(Items listed in a dataset)
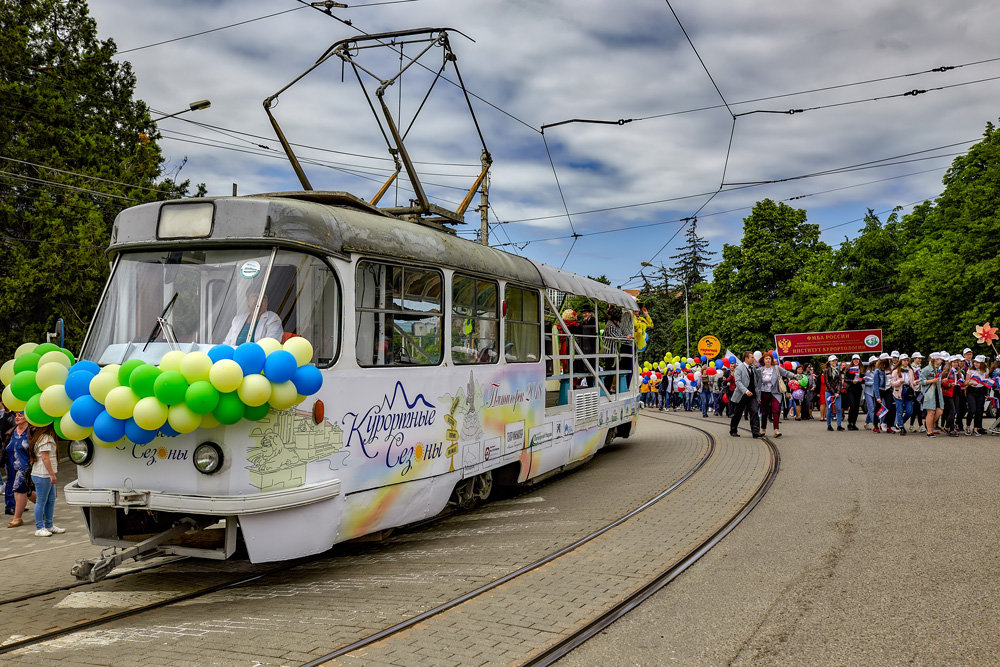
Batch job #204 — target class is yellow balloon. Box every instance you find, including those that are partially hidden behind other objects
[179,352,212,384]
[208,359,243,394]
[167,403,201,433]
[90,368,118,404]
[160,350,184,376]
[59,412,94,440]
[267,380,299,410]
[201,412,221,428]
[35,362,69,389]
[3,385,27,412]
[38,384,73,417]
[0,359,14,386]
[38,350,73,368]
[132,396,168,433]
[282,336,313,366]
[236,375,271,407]
[14,343,38,359]
[257,338,281,354]
[104,378,139,419]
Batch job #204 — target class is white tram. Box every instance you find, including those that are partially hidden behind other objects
[66,192,637,578]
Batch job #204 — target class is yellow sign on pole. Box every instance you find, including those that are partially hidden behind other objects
[698,336,722,359]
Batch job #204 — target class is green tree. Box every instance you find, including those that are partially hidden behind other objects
[0,0,203,358]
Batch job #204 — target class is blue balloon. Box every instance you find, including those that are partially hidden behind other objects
[69,359,101,375]
[65,371,94,402]
[233,343,267,375]
[93,410,131,442]
[67,392,105,428]
[292,364,323,396]
[264,350,299,383]
[125,417,156,445]
[208,345,236,364]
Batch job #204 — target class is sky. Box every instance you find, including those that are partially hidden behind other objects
[89,0,1000,287]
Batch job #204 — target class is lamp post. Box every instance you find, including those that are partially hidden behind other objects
[152,100,212,123]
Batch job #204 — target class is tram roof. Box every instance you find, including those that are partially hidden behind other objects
[109,191,636,310]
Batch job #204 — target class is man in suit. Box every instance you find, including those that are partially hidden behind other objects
[729,350,761,438]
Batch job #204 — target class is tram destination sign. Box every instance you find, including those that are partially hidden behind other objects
[774,329,882,357]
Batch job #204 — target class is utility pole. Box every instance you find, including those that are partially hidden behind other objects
[479,150,490,245]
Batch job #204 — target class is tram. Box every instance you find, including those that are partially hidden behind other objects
[65,191,638,578]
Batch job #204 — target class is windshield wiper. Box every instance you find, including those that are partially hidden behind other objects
[142,292,178,352]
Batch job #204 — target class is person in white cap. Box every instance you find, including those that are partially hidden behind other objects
[823,354,844,431]
[919,352,944,438]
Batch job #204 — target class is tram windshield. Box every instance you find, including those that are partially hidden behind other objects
[83,248,341,366]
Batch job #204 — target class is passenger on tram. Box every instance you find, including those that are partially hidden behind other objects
[223,285,285,345]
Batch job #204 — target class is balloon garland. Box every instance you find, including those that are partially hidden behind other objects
[0,336,323,445]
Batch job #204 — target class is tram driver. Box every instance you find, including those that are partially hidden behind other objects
[223,283,285,345]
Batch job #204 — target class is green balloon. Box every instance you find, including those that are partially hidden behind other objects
[128,364,161,398]
[242,403,271,422]
[184,380,219,415]
[14,354,42,376]
[24,394,53,426]
[212,391,246,426]
[118,360,146,387]
[153,371,188,405]
[10,370,42,401]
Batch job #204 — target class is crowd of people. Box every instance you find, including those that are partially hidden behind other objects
[0,402,66,537]
[640,348,1000,437]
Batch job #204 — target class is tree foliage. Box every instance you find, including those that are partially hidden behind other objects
[0,0,199,358]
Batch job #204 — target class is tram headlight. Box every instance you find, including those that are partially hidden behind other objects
[194,442,222,475]
[69,440,94,466]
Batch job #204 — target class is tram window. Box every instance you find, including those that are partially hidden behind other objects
[355,260,444,366]
[451,274,500,364]
[504,285,542,363]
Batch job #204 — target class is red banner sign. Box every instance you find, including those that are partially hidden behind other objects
[774,329,882,357]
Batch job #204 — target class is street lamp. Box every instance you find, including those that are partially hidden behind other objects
[152,100,212,123]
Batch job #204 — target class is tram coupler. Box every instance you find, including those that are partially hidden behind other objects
[70,517,203,581]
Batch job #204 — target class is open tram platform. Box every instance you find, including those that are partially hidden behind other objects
[0,409,1000,665]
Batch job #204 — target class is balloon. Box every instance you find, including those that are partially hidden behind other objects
[281,336,313,366]
[167,403,201,433]
[243,400,272,422]
[212,391,246,426]
[233,343,267,375]
[53,412,94,440]
[24,394,52,426]
[180,352,212,384]
[118,359,146,387]
[14,352,41,377]
[65,370,94,400]
[3,385,24,412]
[38,384,73,417]
[129,396,167,434]
[292,366,323,396]
[187,376,222,418]
[257,338,281,356]
[36,350,73,372]
[159,350,184,372]
[208,359,243,396]
[90,369,121,404]
[10,371,42,401]
[125,419,156,445]
[128,364,163,398]
[208,345,236,363]
[153,371,188,408]
[69,394,104,426]
[14,343,41,359]
[236,376,274,406]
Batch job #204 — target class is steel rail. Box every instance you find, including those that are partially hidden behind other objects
[522,415,781,667]
[300,420,715,667]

* **DIRECTIONS FOR THIS TASK**: Reproduce all of these lines exactly, leaving the pictures out of your answer.

* **SOLUTION FOR THIS PROBLEM**:
Batch job #204 — target class is yellow balloon. Box every instance you find, including those that are partially hidden behind other objects
[179,352,212,384]
[208,359,243,394]
[167,403,201,433]
[90,368,118,404]
[160,350,184,376]
[59,412,94,440]
[267,380,299,410]
[201,412,221,428]
[35,362,69,389]
[3,385,27,412]
[38,384,73,417]
[0,359,14,386]
[38,350,73,368]
[132,396,168,433]
[282,336,313,366]
[236,375,271,407]
[14,343,38,359]
[257,338,281,354]
[104,378,139,419]
Batch job #204 — target class is white tram. Box every instance you find, including those that are partially hidden behind other objects
[66,192,637,578]
Batch job #204 — target class is yellow sign on pole. Box every instance you find, including those that are partially hidden behind other objects
[698,336,722,359]
Batch job #204 — target class is green tree. Box every instance you find, including those that are partially hidden behind other objects
[0,0,203,358]
Batch job #204 — target class is blue balloon. Box every instance you find, including those that are partially hidden behind other objects
[69,359,101,375]
[65,371,94,402]
[233,343,267,375]
[93,410,131,442]
[67,392,105,428]
[292,364,323,396]
[264,350,299,383]
[125,417,156,445]
[208,345,236,364]
Batch job #204 — target class is sky. Box every instance you find, including those that are partially hidden behind other objects
[89,0,1000,287]
Batch job #204 — target class is lamp post. Box every instance you find, including those that are partially hidden behind other objects
[152,100,212,123]
Batch job #204 — target class is tram roof. Box every instance you find, including those that are partially hidden behind other objects
[109,191,636,310]
Batch job #204 — target class is man in suit. Box every instance you find, including those that are partially hidden behind other objects
[729,350,761,438]
Batch job #204 — target class is tram destination sign. Box every instance you find, including those that are partially hidden behind other objects
[774,329,882,357]
Batch job #204 — target class is utility pole. Box every instance you find, including those that are partially hidden behind other objects
[479,150,490,245]
Batch job #204 — target class is tram. Box every instance you find, including those that are partially hidden behind other objects
[65,191,638,578]
Batch job #204 — target class is windshield wiper. Box every instance you find, including those that are partially hidden behind other objects
[142,292,178,352]
Batch job #204 — target class is person in white cap. Box every instance you find, including those that are partially hidden behind other objects
[823,354,844,431]
[919,352,944,438]
Batch job #204 — target class is tram windshield. Box every instance you find, including those that are partially hidden behind other objects
[83,248,341,366]
Batch job #204 — target class is passenger on tram. Box every instance you find, including those that are partially hidden behind other objects
[223,285,285,345]
Batch job #204 — target class is balloon garland. Box every instance you find, including those that are partially hidden behind other objects
[0,336,323,445]
Batch job #204 — target class is tram driver. Box every instance you find, including those that are partially hidden behind other objects
[223,283,285,345]
Batch job #204 — target class is green balloon. Box every instance you find, including those that are partially hidden behind other objects
[128,364,161,398]
[242,403,271,422]
[184,380,219,415]
[14,354,42,376]
[24,394,53,426]
[212,391,246,426]
[118,360,146,387]
[153,371,188,405]
[10,370,42,401]
Batch job #204 — target class is crowd of people. Box every instance you find, including those that are partially hidden behind other objects
[0,402,66,537]
[640,348,1000,437]
Batch job #204 — target class is tree foliage. Box every instance you find, including those that are partially hidden behind other objects
[0,0,199,358]
Batch job #204 — target class is tram headlight. Box every instance you find, including those that are partially hidden behind other objects
[194,442,222,475]
[69,440,94,466]
Batch job #204 — target class is tram window. Box every instance you find, including those that are partially hidden behind other objects
[355,260,444,366]
[451,274,500,364]
[504,285,542,363]
Batch job #204 — target class is red banner sign. Box every instance you find, including those that are partially hidden behind other objects
[774,329,882,357]
Batch job #204 — target class is street lamp. Box every instance you find, including those that are partially hidden behind other objects
[152,100,212,123]
Batch job #204 — target class is tram coupler. Box every instance you find, including those that are partially hidden behind other objects
[70,517,203,581]
Batch job #204 — target class is open tram platform. Box every instance you find, including those that are partially hidden behind other objects
[0,409,1000,665]
Batch job #204 — target class is balloon. Box every instance you find, including those that are partially hidden behind other objects
[281,336,313,366]
[167,403,201,433]
[243,400,272,422]
[212,391,246,426]
[233,343,267,375]
[53,412,94,440]
[24,394,52,426]
[180,352,212,384]
[118,359,146,387]
[14,352,41,377]
[65,370,94,400]
[3,385,24,412]
[38,384,73,417]
[129,396,167,434]
[292,366,323,396]
[187,376,222,418]
[257,338,281,356]
[36,350,73,372]
[159,350,184,372]
[208,359,243,396]
[90,369,121,404]
[10,371,42,401]
[125,419,156,445]
[128,364,163,398]
[208,345,236,363]
[153,371,188,408]
[69,394,104,426]
[14,343,41,359]
[236,376,274,406]
Batch job #204 — target class is steel rail. Box every instance you find, including those that are partially hidden behind other objects
[522,415,781,667]
[300,420,715,667]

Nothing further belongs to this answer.